= Task instructions =
Below are records to repeat exactly; copy them without the pictures.

Stored records:
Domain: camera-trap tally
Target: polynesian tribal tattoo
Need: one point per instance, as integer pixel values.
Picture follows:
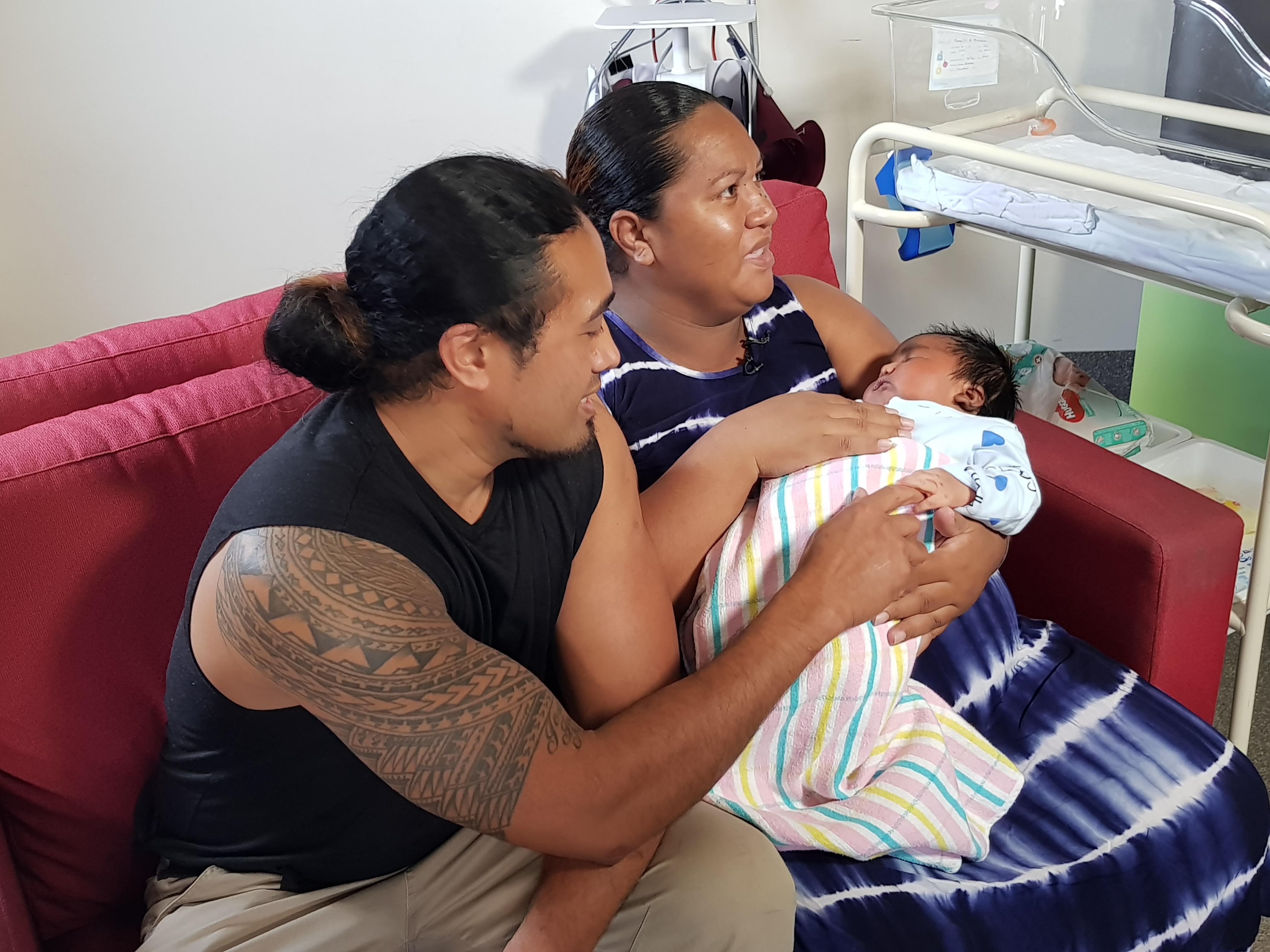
(361, 635)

= Exercise output =
Domain: camera-trap tally
Target: polynesian tribal tattoo
Need: one point per instance, as integer pixel values.
Picture follows:
(361, 635)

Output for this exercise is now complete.